### Texto fornecido ###

1. Igreja
sem conflitos? Nem hoje nem ontem nem amanhã. A própria evocação dos seus mortos
mais célebres serve, muitas vezes, para levantar conflitos entre os vivos.
Ninguém dispõe da fórmula exacta para realizar o mundo
de novos céus e nova terra, sem
lágrimas de dor ou de luto[1].
Ao sair da Missa onde foi anunciado esse sonho antigo, dizia-me um amigo: nos
anos 50 do século passado, o P. Lombardi e o P. Vieira Pinto, contentavam-se
com modestas propostas para um “mundo melhor” e nem aí chegamos! A própria União
Europeia perdeu a pouca alma que tinha, desistiu da ousadia e caiu na burocracia.
Sem condições para comentar a significação do
papel dos sonhos de uma “terra sem males”, comum a várias culturas arcaicas – com
frutos amargos quando se tentou convertê-los em “programas científicos” de
ordem social e política –, observei apenas que também a opção pelos “paraísos
fiscais” talvez não seja a festa da ascensão
aos céus da população mundial. Por aí ficamos.
No Domingo
passado, transcrevi uma breve passagem da extraordinária Exortação, A Alegria
do Amor, na qual o Papa Francisco se referia a duas lógicas que percorrem
toda a história da Igreja, desde o concílio de Jerusalém[2]
até hoje: marginalizar e reintegrar. Jesus, morto por uma coligação táctica, foi
excluído de Israel e do Império romano[3].

### Entradas ###

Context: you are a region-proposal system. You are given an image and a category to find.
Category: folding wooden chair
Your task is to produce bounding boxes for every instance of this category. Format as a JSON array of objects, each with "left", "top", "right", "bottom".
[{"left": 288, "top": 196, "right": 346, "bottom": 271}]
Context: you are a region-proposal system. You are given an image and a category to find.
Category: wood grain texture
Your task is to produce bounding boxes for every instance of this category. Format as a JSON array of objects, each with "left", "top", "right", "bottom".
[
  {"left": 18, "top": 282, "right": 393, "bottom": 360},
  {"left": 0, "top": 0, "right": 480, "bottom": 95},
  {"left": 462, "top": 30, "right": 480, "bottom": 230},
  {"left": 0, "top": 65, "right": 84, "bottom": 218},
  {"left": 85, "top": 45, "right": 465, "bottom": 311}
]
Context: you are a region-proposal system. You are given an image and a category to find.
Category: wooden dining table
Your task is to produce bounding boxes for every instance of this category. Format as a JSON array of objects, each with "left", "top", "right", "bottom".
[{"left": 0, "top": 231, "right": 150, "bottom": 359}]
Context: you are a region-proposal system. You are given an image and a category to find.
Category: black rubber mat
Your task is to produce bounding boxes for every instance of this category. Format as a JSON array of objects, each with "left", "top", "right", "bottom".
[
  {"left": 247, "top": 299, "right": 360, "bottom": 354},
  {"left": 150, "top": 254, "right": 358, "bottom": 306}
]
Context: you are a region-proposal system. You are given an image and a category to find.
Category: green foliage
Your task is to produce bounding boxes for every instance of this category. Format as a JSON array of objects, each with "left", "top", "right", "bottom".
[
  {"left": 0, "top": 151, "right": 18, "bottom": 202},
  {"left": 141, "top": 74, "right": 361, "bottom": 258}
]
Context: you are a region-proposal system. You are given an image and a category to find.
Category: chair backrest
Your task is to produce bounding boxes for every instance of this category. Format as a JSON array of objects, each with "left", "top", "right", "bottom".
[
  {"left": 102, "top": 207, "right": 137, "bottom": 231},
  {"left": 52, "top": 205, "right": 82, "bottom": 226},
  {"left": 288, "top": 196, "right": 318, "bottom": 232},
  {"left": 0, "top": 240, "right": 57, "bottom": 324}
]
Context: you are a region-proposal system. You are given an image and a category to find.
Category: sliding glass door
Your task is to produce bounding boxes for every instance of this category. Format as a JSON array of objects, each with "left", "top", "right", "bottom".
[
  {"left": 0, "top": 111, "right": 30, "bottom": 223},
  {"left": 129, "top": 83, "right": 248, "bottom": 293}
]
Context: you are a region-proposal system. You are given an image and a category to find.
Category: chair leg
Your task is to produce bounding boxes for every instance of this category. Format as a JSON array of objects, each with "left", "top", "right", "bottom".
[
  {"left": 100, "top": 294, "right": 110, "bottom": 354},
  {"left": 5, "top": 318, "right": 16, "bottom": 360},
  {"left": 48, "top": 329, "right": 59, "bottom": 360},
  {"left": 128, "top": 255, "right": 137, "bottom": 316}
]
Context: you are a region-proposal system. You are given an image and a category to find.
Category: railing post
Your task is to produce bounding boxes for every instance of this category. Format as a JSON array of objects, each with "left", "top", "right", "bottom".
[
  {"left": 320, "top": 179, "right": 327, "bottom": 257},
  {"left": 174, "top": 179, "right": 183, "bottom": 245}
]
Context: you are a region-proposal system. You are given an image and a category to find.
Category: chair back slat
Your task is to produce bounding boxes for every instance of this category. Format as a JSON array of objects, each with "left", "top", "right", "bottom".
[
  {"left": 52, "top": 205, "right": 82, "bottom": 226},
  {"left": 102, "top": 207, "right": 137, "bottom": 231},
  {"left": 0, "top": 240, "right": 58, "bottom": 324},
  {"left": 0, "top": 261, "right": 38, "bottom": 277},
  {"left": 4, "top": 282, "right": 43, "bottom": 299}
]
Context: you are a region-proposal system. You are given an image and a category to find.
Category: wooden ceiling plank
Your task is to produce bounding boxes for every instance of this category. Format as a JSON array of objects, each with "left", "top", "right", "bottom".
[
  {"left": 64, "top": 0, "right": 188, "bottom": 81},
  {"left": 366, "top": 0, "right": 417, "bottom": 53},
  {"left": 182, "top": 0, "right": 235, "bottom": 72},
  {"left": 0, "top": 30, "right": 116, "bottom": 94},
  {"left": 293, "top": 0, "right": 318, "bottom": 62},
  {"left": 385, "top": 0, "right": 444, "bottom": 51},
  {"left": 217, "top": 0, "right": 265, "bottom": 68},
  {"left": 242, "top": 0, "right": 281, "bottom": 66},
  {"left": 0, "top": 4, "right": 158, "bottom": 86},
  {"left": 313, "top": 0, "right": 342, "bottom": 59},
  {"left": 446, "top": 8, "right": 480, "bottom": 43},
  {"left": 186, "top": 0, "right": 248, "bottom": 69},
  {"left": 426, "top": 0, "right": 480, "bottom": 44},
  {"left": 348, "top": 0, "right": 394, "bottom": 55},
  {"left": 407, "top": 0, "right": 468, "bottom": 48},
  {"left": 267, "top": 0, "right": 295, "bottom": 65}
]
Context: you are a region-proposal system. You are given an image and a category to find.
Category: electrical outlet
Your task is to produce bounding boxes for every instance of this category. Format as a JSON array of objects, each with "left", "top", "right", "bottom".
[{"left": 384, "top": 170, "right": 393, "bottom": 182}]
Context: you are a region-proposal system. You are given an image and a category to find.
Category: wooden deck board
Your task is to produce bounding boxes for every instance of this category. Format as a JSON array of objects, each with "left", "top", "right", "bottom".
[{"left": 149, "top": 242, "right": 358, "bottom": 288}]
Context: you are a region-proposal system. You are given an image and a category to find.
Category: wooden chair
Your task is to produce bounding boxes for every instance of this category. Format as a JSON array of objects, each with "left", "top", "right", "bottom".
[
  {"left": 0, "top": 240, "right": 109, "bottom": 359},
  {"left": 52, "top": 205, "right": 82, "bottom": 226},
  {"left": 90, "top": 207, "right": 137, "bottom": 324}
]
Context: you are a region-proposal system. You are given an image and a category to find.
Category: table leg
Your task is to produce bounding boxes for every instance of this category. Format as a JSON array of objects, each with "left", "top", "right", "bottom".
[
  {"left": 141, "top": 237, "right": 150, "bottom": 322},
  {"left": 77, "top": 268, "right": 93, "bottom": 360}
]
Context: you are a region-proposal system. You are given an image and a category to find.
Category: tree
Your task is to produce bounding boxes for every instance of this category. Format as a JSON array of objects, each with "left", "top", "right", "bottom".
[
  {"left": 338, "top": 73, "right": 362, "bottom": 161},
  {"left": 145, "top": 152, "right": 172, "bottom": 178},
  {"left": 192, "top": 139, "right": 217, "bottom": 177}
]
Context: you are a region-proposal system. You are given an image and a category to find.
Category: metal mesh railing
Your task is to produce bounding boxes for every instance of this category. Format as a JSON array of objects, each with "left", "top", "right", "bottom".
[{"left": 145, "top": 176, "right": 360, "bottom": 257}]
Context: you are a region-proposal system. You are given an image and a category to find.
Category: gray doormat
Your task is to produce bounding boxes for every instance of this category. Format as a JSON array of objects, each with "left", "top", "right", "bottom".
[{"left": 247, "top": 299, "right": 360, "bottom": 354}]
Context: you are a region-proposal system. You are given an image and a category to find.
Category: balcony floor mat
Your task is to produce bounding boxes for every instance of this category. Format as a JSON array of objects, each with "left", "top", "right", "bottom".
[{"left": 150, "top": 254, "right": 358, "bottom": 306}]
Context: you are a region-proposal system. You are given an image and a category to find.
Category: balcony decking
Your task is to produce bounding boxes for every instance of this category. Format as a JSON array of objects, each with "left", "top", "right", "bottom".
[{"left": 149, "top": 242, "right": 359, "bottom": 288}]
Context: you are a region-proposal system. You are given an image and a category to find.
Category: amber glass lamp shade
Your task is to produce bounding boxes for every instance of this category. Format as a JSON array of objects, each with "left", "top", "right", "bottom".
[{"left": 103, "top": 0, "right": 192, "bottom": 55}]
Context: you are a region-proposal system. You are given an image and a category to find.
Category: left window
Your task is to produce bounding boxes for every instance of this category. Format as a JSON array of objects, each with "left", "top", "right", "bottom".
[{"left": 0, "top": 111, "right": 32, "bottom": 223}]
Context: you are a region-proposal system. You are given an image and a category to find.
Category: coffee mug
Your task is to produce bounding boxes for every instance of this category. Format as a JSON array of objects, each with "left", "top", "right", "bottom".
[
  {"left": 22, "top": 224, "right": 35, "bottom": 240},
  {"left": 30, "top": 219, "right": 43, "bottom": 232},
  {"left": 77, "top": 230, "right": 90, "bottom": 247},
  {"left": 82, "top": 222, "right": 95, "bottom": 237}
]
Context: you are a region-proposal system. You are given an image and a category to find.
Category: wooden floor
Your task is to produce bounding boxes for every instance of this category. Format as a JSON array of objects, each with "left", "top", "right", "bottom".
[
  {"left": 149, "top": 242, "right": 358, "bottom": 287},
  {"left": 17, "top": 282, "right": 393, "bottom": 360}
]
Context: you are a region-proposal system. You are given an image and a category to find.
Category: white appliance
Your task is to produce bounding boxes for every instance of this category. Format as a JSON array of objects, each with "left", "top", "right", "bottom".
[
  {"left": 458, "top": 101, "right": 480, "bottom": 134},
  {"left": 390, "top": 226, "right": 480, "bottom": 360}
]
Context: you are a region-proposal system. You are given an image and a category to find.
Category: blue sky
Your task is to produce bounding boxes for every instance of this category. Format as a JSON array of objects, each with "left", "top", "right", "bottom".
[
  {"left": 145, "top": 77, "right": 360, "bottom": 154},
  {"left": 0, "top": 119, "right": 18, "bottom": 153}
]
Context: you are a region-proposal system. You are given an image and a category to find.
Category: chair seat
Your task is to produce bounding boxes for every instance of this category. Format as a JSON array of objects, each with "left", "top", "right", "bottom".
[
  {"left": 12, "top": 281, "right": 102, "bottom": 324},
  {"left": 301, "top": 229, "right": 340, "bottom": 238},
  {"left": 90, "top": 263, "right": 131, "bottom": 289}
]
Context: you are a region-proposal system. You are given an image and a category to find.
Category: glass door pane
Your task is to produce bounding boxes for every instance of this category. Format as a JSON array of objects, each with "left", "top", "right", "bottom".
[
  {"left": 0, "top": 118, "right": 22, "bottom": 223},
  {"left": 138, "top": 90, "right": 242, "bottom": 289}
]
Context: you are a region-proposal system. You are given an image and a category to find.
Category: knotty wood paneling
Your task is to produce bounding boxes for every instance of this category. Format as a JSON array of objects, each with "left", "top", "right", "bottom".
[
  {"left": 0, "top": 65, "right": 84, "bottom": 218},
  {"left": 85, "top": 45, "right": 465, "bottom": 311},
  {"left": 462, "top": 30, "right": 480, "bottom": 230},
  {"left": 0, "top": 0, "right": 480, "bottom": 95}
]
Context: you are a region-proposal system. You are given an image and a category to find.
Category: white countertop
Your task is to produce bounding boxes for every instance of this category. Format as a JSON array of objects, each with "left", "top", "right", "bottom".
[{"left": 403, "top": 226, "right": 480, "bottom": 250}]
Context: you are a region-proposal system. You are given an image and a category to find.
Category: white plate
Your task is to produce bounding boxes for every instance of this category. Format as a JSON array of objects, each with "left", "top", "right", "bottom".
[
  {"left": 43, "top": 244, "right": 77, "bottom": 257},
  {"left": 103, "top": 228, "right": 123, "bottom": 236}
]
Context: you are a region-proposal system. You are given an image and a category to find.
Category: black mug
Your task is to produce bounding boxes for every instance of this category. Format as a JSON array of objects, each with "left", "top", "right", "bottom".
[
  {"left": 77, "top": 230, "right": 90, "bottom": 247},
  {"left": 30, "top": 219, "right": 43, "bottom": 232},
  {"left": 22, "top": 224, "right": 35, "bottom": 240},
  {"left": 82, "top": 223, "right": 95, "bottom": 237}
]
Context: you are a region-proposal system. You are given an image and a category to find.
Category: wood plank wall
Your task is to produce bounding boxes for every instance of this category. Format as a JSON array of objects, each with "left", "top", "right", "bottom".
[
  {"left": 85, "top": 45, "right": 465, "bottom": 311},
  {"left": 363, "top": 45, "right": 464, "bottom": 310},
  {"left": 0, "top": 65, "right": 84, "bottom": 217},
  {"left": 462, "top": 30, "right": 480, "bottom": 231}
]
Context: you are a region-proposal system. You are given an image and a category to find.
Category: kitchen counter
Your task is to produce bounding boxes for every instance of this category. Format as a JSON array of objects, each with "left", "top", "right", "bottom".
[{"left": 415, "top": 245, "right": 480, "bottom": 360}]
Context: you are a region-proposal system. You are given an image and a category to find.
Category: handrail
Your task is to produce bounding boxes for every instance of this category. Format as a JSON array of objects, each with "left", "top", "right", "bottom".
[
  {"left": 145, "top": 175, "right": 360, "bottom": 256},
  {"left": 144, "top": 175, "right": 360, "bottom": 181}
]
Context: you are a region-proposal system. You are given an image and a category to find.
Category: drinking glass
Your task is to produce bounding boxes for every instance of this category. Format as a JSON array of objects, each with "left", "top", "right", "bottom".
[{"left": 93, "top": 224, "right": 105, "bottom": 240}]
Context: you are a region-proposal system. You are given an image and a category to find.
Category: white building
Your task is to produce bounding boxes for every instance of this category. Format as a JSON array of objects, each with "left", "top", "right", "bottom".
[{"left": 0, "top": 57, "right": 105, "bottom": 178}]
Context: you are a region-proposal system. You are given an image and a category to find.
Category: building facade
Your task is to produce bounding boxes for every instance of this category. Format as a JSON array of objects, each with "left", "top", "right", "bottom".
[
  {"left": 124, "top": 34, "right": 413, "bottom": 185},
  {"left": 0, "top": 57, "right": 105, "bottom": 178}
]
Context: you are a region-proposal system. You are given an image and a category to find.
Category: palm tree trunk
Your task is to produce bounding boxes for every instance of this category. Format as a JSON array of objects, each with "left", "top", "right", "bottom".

###

» **As tarefas**:
1. Edite o texto fornecido reproduzindo o trecho desde "Ao sair da Missa" até "caiu na burocracia.", inclusive, com "burocracia" substituído por "rotina administrativa".
2. Segundo o texto fornecido, quais são as duas lógicas que, para o Papa Francisco, percorrem toda a história da Igreja?
3. Resuma o texto fornecido em três frases.
Estes dados provêm de outra fonte.

» **Respostas por tarefa**:
1.
Ao sair da Missa onde foi anunciado esse sonho antigo, dizia-me um amigo: nos
anos 50 do século passado, o P. Lombardi e o P. Vieira Pinto, contentavam-se
com modestas propostas para um “mundo melhor” e nem aí chegamos! A própria União
Europeia perdeu a pouca alma que tinha, desistiu da ousadia e caiu na rotina administrativa.

2. Marginalizar e reintegrar.

3. A Igreja nunca esteve sem conflitos, e ninguém dispõe da fórmula exacta para realizar um mundo de novos céus e nova terra, sem lágrimas de dor ou de luto. À saída da Missa, um amigo lamentou que nem as modestas propostas dos anos 50 para um "mundo melhor" se tenham cumprido e que a União Europeia tenha caído na burocracia. O texto recorda ainda que, na Exortação A Alegria do Amor, o Papa Francisco se referiu a duas lógicas presentes em toda a história da Igreja: marginalizar e reintegrar.